Lack of vitamin K might make your symptoms more severe if you contract COVID-19, one study finds.
Danish researchers looked at 138 COVID-19 patients from Hvidovre Hospital and compared their vitamin K levels to a control group of 140 healthy people.
They found that, on average, the COVID-19 patients had vitamin K levels that were half of the control group’s. In the 43 patients who died, the levels were even lower.
Vitamin K is important for maintaining healthy blood vessels. It is found in leafy greens, such as lettuce, kale and spinach, and in some vegetable oils, especially soybean and canola.
“We have investigated whether vitamin K is related to how it goes when you are hospitalized. Not whether it has anything to do with getting coronavirus,” Allan Linneberg, a researcher at the Center for Clinical Research and Prevention at Frederiksberg Hospital, told a Danish television station.
Why would a vitamin K deficiency make symptoms worse?
Vitamin K activates enzymes in the body that helps protect lung tissue.
“When these are not activated, the lungs become poorer and can explain why COVID-19 patients with low vitamin levels are hit hard by the illness,” Linneberg said.

[Stored data entries]
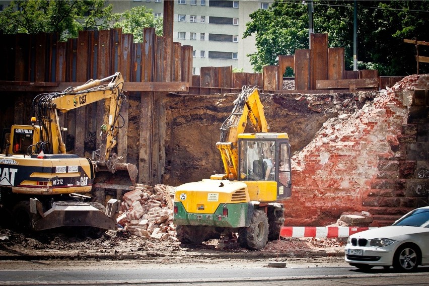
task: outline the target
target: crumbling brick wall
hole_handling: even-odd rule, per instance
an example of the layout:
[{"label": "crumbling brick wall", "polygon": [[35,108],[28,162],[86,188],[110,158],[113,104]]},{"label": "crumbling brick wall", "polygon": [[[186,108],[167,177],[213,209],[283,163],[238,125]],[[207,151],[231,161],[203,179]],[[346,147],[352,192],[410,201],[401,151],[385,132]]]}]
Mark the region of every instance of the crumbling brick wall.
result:
[{"label": "crumbling brick wall", "polygon": [[383,225],[427,205],[428,89],[429,77],[410,76],[324,123],[293,157],[285,225],[326,225],[361,210]]}]

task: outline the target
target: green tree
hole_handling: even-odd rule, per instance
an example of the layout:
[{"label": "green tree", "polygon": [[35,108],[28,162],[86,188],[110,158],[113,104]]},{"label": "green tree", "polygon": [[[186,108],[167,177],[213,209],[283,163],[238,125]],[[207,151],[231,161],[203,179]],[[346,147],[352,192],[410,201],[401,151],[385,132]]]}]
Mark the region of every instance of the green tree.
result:
[{"label": "green tree", "polygon": [[109,28],[112,9],[104,0],[12,1],[0,12],[0,33],[58,33],[64,41],[80,30]]},{"label": "green tree", "polygon": [[157,35],[162,35],[163,18],[155,17],[152,10],[145,6],[134,7],[123,13],[115,14],[113,17],[116,22],[113,27],[121,27],[123,32],[132,33],[134,42],[143,41],[144,27],[155,28]]},{"label": "green tree", "polygon": [[[353,2],[314,0],[315,33],[327,33],[330,47],[344,48],[346,69],[353,64]],[[377,68],[382,75],[416,72],[415,47],[403,39],[429,40],[429,1],[358,1],[358,58],[359,68]],[[276,0],[268,10],[250,14],[243,37],[254,34],[257,51],[249,55],[255,72],[275,64],[279,54],[308,48],[307,5]],[[421,54],[428,54],[424,47]],[[426,50],[427,49],[426,49]],[[421,64],[420,73],[429,72]]]}]

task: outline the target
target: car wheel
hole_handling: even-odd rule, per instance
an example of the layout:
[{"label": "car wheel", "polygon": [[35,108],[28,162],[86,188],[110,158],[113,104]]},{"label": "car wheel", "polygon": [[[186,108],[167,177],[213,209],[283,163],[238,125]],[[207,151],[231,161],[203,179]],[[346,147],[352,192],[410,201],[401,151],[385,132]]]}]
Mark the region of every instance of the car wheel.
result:
[{"label": "car wheel", "polygon": [[399,247],[393,256],[393,268],[398,271],[412,271],[418,266],[420,252],[416,246],[404,245]]},{"label": "car wheel", "polygon": [[356,263],[350,265],[355,267],[358,269],[360,269],[361,270],[369,270],[374,267],[374,265],[370,265],[369,264],[361,264],[361,263]]}]

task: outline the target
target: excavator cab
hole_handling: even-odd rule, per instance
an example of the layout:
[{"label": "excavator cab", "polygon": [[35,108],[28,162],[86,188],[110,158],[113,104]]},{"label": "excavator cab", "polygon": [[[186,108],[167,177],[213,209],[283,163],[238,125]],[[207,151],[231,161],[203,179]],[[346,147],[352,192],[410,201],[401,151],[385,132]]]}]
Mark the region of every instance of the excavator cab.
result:
[{"label": "excavator cab", "polygon": [[291,196],[291,151],[286,133],[238,135],[239,181],[276,182],[277,199]]}]

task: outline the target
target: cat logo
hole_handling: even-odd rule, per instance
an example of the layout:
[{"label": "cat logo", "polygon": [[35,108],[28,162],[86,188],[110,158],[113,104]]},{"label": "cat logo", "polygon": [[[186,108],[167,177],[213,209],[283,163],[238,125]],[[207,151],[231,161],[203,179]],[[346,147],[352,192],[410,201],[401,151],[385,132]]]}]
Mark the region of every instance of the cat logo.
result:
[{"label": "cat logo", "polygon": [[80,104],[83,104],[84,103],[87,103],[87,95],[84,95],[82,96],[79,97],[79,103]]},{"label": "cat logo", "polygon": [[13,186],[15,182],[15,174],[18,172],[18,169],[0,168],[0,185],[4,186]]},{"label": "cat logo", "polygon": [[88,177],[82,177],[81,178],[81,185],[88,186]]}]

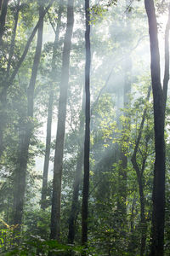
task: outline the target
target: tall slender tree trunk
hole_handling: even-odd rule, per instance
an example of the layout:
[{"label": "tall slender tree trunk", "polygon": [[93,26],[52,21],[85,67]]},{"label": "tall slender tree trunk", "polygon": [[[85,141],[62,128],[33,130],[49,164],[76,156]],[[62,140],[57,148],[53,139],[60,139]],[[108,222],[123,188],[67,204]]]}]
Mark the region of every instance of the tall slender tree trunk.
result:
[{"label": "tall slender tree trunk", "polygon": [[167,101],[167,83],[169,80],[169,21],[166,28],[165,37],[165,72],[163,89],[160,75],[160,54],[157,38],[157,22],[153,0],[144,0],[148,16],[150,58],[151,58],[151,82],[154,100],[154,131],[156,160],[154,166],[153,183],[153,212],[151,256],[163,256],[164,254],[164,225],[165,225],[165,108]]},{"label": "tall slender tree trunk", "polygon": [[63,169],[63,152],[65,143],[66,102],[69,83],[70,54],[71,37],[74,24],[74,1],[67,2],[67,25],[64,41],[61,83],[59,99],[58,126],[55,143],[55,155],[53,180],[53,197],[51,211],[51,239],[60,239],[60,207],[61,207],[61,181]]},{"label": "tall slender tree trunk", "polygon": [[[41,17],[43,8],[39,8],[39,15]],[[42,28],[43,20],[38,28],[37,43],[34,56],[34,61],[31,71],[31,78],[27,92],[27,123],[24,125],[24,129],[20,136],[19,153],[17,160],[17,168],[14,177],[14,224],[19,224],[19,229],[22,223],[24,198],[26,186],[26,168],[28,163],[28,151],[30,140],[33,131],[33,103],[34,103],[34,89],[37,79],[38,65],[42,52]]]},{"label": "tall slender tree trunk", "polygon": [[82,244],[88,241],[88,193],[89,193],[89,154],[90,154],[90,15],[89,0],[85,0],[86,13],[86,65],[85,65],[85,141],[84,141],[84,178],[82,207]]},{"label": "tall slender tree trunk", "polygon": [[[127,114],[127,109],[129,108],[130,102],[130,92],[131,92],[131,68],[132,61],[128,56],[125,58],[125,67],[124,67],[124,88],[123,88],[123,108],[126,109],[124,112],[124,116],[127,118],[125,123],[122,125],[122,137],[123,141],[128,143],[128,137],[127,137],[127,131],[130,129],[130,121],[128,120],[128,116]],[[117,201],[117,210],[119,212],[119,218],[121,222],[122,219],[125,224],[126,221],[126,212],[127,212],[127,167],[128,167],[128,157],[127,157],[127,148],[123,146],[120,149],[120,171],[119,171],[119,195]]]},{"label": "tall slender tree trunk", "polygon": [[68,242],[73,243],[75,239],[75,229],[76,229],[76,216],[79,211],[78,206],[78,193],[80,189],[80,183],[82,179],[82,169],[83,164],[83,143],[82,143],[82,135],[84,135],[84,118],[82,117],[82,114],[85,110],[85,96],[84,94],[82,96],[82,112],[81,112],[81,120],[79,126],[79,149],[77,154],[76,160],[76,167],[75,172],[75,179],[73,184],[73,195],[72,195],[72,202],[71,202],[71,214],[69,218],[69,233],[68,233]]},{"label": "tall slender tree trunk", "polygon": [[[3,0],[2,4],[2,10],[1,10],[1,15],[0,15],[0,47],[2,47],[3,44],[3,36],[5,30],[5,20],[7,15],[7,9],[8,9],[8,0]],[[1,78],[2,82],[1,86],[3,86],[3,76],[5,74],[3,74],[3,78]],[[2,95],[2,101],[0,102],[0,157],[3,152],[3,127],[5,126],[5,121],[6,121],[6,114],[5,114],[5,108],[3,106],[6,106],[6,93],[3,93]]]},{"label": "tall slender tree trunk", "polygon": [[[17,5],[16,5],[16,13],[14,15],[14,30],[13,30],[13,33],[12,33],[12,38],[11,38],[11,43],[10,43],[10,49],[9,49],[9,56],[8,56],[8,66],[7,66],[7,71],[3,75],[3,78],[2,78],[2,82],[1,82],[1,86],[5,86],[5,83],[8,79],[8,75],[9,75],[9,70],[10,70],[10,67],[11,67],[11,61],[12,61],[12,57],[14,55],[14,44],[15,44],[15,36],[16,36],[16,29],[17,29],[17,25],[18,25],[18,17],[19,17],[19,11],[20,11],[20,0],[18,0],[17,2]],[[6,91],[3,94],[3,102],[1,102],[1,108],[0,109],[0,158],[1,155],[3,152],[3,128],[6,126],[6,109],[5,109],[5,106],[6,106]]]},{"label": "tall slender tree trunk", "polygon": [[[5,0],[6,1],[6,0]],[[46,7],[45,10],[43,10],[41,17],[39,18],[37,25],[35,26],[30,38],[28,38],[27,40],[27,43],[26,44],[26,47],[25,47],[25,49],[24,49],[24,52],[21,55],[21,57],[20,58],[14,70],[13,71],[13,73],[11,73],[10,77],[8,78],[7,81],[5,81],[5,84],[2,84],[2,90],[1,90],[1,93],[0,93],[0,114],[3,113],[3,118],[0,116],[0,157],[3,152],[3,131],[4,131],[4,129],[5,129],[5,126],[6,126],[6,113],[5,112],[3,111],[5,108],[6,108],[6,98],[7,98],[7,91],[8,91],[8,87],[13,84],[14,79],[15,79],[15,76],[16,74],[18,73],[19,70],[20,70],[20,66],[22,65],[27,53],[28,53],[28,50],[29,50],[29,48],[30,48],[30,45],[39,28],[39,26],[41,26],[42,20],[43,20],[43,18],[46,15],[46,13],[48,12],[48,10],[49,9],[49,8],[51,7],[51,5],[53,4],[54,0],[50,0],[49,1],[49,3],[48,4],[48,6]],[[3,13],[3,11],[2,11]],[[1,29],[0,29],[1,30]],[[1,42],[0,42],[0,46],[1,46]]]},{"label": "tall slender tree trunk", "polygon": [[48,173],[50,148],[51,148],[51,127],[52,127],[53,105],[54,105],[54,84],[55,82],[56,50],[57,50],[57,47],[58,47],[61,15],[62,15],[62,10],[63,10],[62,2],[63,2],[62,0],[60,0],[60,3],[59,3],[57,27],[56,27],[56,31],[55,31],[55,39],[54,39],[54,47],[53,47],[52,70],[51,70],[52,83],[50,83],[49,99],[48,99],[48,104],[46,148],[45,148],[45,158],[44,158],[44,165],[43,165],[42,200],[41,200],[41,208],[42,208],[42,209],[46,208]]},{"label": "tall slender tree trunk", "polygon": [[5,20],[7,15],[7,9],[8,9],[8,0],[3,0],[0,15],[0,46],[3,44],[3,36],[5,30]]},{"label": "tall slender tree trunk", "polygon": [[3,3],[3,0],[0,0],[0,11],[1,11],[1,8],[2,8],[2,3]]}]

* Your tasks:
• 1. Answer these questions using the article on vitamin K and COVID-19:
(a) How many COVID-19 patients did the Danish researchers look at, and which hospital were they from?
(b) Which two vegetable oils does the article name as especially containing vitamin K?
(c) According to the article, what does vitamin K activate in the body?
• 2. Carry on the article on vitamin K and COVID-19, starting after its final quote from Linneberg.

* Answers to each task:
• 1.
(a) They looked at 138 COVID-19 patients from Hvidovre Hospital.
(b) Soybean oil and canola oil.
(c) Enzymes that help protect lung tissue.

• 2.
“However, we have not been able to ascertain whether the Vitamin K deficiency has been caused by COVID-19 or if the patients had low vitamin levels to begin with.”
In August, a Dutch study found a correlation between coronavirus patients and low levels of vitamin K. That study led Linneberg and colleagues to look at Danish patients. They found a similar link between the severity of COVID-19 symptoms and low levels of the vitamin.
Linneberg pointed out the study did not prove vitamin K can prevent COVID-19 and recommends following general dietary guidelines on vitamin intake.
”We may need more vitamin K than we thought, but we still have to make sure we do not end up overconsumed,” he said.
According to the National Institutes of Health, women age 19 and older need 90 micrograms of vitamin K daily, while men in the same age range need 120 mcg.